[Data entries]
-*-*-

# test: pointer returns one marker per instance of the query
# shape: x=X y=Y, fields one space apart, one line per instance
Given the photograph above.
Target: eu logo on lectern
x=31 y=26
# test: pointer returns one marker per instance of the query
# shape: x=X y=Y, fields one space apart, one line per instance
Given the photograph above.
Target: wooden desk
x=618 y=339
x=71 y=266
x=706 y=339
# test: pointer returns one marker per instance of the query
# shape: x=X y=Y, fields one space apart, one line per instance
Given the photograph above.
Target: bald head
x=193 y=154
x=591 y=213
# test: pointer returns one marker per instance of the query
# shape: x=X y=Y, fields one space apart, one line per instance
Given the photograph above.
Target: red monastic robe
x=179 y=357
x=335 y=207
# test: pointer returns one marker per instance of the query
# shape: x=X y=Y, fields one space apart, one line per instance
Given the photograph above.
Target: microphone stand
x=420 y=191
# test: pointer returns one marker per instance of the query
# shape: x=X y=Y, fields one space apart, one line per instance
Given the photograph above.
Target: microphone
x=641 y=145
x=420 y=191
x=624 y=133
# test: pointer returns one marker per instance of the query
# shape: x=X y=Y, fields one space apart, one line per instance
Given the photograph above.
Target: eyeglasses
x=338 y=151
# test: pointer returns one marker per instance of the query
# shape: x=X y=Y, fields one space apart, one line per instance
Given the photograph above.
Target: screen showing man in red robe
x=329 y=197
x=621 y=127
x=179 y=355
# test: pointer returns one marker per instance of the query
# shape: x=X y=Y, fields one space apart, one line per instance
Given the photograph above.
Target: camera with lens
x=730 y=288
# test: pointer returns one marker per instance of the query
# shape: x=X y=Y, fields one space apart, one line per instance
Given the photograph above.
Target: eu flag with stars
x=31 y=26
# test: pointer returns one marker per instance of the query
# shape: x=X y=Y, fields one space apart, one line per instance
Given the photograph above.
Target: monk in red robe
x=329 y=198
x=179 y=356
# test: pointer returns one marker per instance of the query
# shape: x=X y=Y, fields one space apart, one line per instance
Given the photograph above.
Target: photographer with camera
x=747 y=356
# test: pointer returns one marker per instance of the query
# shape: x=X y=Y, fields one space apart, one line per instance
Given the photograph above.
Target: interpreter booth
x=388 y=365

-*-*-

* [PROBLEM DETAILS]:
Write out every record, exactly as written.

* [EXERCISE OUTPUT]:
# test: pointer returns one marker per instance of the query
# shape: x=X y=Y, fields one space apart, one line per instance
Given the photograph above.
Target: eu logo on lectern
x=31 y=26
# test: pointer returns one marker per instance of the query
# shape: x=X y=Y, fields one space apart, one line per instance
Given the photograph above.
Target: wooden desk
x=618 y=339
x=71 y=266
x=706 y=339
# test: pointer returns one marker per instance of the query
# shape: x=X y=Y, fields one space apart, one line per instance
Given the photograph above.
Target: bald head
x=193 y=154
x=591 y=213
# test: pointer returns one marker per instance of the query
# shape: x=X y=Y, fields one space apart, one line per instance
Given the photograph above.
Target: red monastic robe
x=179 y=357
x=335 y=207
# test: pointer returns one marker per instance of the query
# shape: x=X y=Y, fields one space apart, one line per instance
Given the photograph above.
Target: microphone stand
x=420 y=191
# test: pointer returns one marker per instance of the query
# shape: x=X y=Y, fields one space apart, one line per instance
Given the photograph above.
Target: microphone
x=641 y=145
x=420 y=191
x=624 y=133
# test: pointer returns one marker per instance of the query
# shape: x=X y=Y, fields one space apart, one line per instance
Given the photograph above.
Target: eyeglasses
x=338 y=151
# test: pointer returns one marker per instance of the query
# shape: x=X y=Y, fields one space apart, one line per instance
Given the photograph above.
Target: screen showing man in red robe
x=329 y=197
x=621 y=127
x=179 y=355
# test: pointer returns one marker per instance of the query
# shape: x=X y=Y, fields one space apart, one line per instance
Given the photograph above.
Target: camera with lens
x=730 y=288
# test: pointer returns one marker per instance of the query
# shape: x=X y=Y, fields one space apart, one line per instance
Given the photograph above.
Target: eu flag with stars
x=31 y=26
# test: pointer returns one marker per instance of the query
# shape: x=X y=Y, fields one space apart, one line per instance
Given the photograph above.
Target: monk in red robe
x=329 y=198
x=179 y=356
# test: pointer returns one marker per instance of the query
# shape: x=X y=Y, fields one space apart, one line per instance
Given the photograph above.
Target: photographer with camera
x=747 y=356
# test: pointer returns one marker per instance of the query
# shape: x=X y=Y, fields one space apart, one line per instance
Given the photograph above.
Target: interpreter booth
x=388 y=365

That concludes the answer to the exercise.